#### DATA LINES ####

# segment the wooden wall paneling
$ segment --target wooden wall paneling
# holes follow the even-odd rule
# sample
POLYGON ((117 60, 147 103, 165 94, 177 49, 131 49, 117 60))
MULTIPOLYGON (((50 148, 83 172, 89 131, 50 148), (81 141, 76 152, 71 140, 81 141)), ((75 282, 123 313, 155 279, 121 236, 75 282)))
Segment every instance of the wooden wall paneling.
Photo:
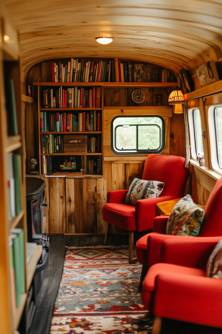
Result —
POLYGON ((67 233, 75 233, 75 193, 74 179, 66 180, 66 231, 67 233))
POLYGON ((50 233, 50 222, 49 222, 49 179, 47 177, 39 177, 43 181, 45 181, 46 185, 45 187, 45 201, 47 203, 47 206, 45 206, 45 209, 46 212, 46 231, 47 234, 50 233))
POLYGON ((61 233, 66 233, 66 179, 59 177, 59 225, 61 233))
POLYGON ((112 165, 103 164, 102 179, 97 179, 97 233, 105 233, 107 223, 103 219, 102 209, 107 202, 108 191, 112 190, 112 165))
POLYGON ((112 164, 112 190, 125 189, 125 164, 112 164))
POLYGON ((205 110, 205 103, 203 98, 200 98, 199 99, 200 107, 199 110, 200 113, 200 118, 201 119, 201 125, 202 131, 205 132, 205 136, 202 136, 203 146, 203 151, 204 154, 205 166, 208 168, 210 168, 210 153, 209 151, 208 141, 209 138, 209 133, 208 133, 207 128, 207 117, 205 110))
POLYGON ((192 175, 193 179, 204 187, 210 193, 212 192, 217 182, 216 180, 201 169, 191 164, 190 169, 190 173, 192 175))
POLYGON ((210 195, 209 191, 192 179, 192 198, 195 203, 205 205, 210 195))
POLYGON ((83 179, 83 233, 97 232, 97 179, 83 179))
POLYGON ((125 107, 126 89, 123 87, 104 87, 104 107, 125 107))
MULTIPOLYGON (((139 83, 138 83, 138 85, 136 85, 136 83, 135 82, 135 87, 130 87, 129 88, 126 88, 126 105, 127 107, 144 107, 146 106, 154 105, 150 105, 149 101, 149 88, 148 87, 140 87, 139 83), (141 89, 143 91, 145 94, 145 99, 143 102, 140 103, 138 105, 138 103, 136 103, 134 102, 132 99, 132 93, 133 91, 135 89, 141 89)), ((113 107, 115 106, 113 106, 113 107)), ((120 107, 123 107, 123 106, 119 106, 120 107)))
POLYGON ((75 233, 83 233, 83 179, 74 179, 75 233))
POLYGON ((185 130, 183 115, 173 113, 170 120, 170 154, 185 157, 185 130))
POLYGON ((125 164, 125 187, 128 189, 134 179, 137 177, 142 179, 144 163, 125 164))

####

### PROBLEM REQUIREMENTS
Copy the rows above word for word, starting with the first row and going on through the row that contains "POLYGON ((112 164, 112". Leave out the pictures.

### TASK RESPONSE
# segment the wooden wall paneling
$ segment --target wooden wall paneling
# holes follow the even-odd rule
# sample
POLYGON ((117 60, 147 103, 165 94, 177 49, 131 49, 117 60))
MULTIPOLYGON (((50 148, 83 172, 89 131, 50 148), (81 141, 76 152, 71 140, 81 141)), ((75 282, 123 313, 155 279, 121 236, 75 282)))
Segment every instance of the wooden wall paneling.
Photo:
Result —
POLYGON ((67 233, 75 233, 75 193, 74 179, 66 180, 66 231, 67 233))
POLYGON ((50 233, 50 222, 49 222, 49 179, 47 177, 39 177, 43 181, 45 181, 46 185, 45 187, 45 201, 47 203, 47 206, 45 206, 45 209, 46 212, 46 231, 47 234, 50 233))
POLYGON ((61 233, 66 233, 66 179, 59 177, 59 225, 61 233))
POLYGON ((112 165, 103 164, 102 179, 97 179, 97 233, 105 233, 107 223, 103 219, 102 209, 107 202, 108 191, 112 190, 112 165))
POLYGON ((112 164, 112 190, 125 189, 125 164, 112 164))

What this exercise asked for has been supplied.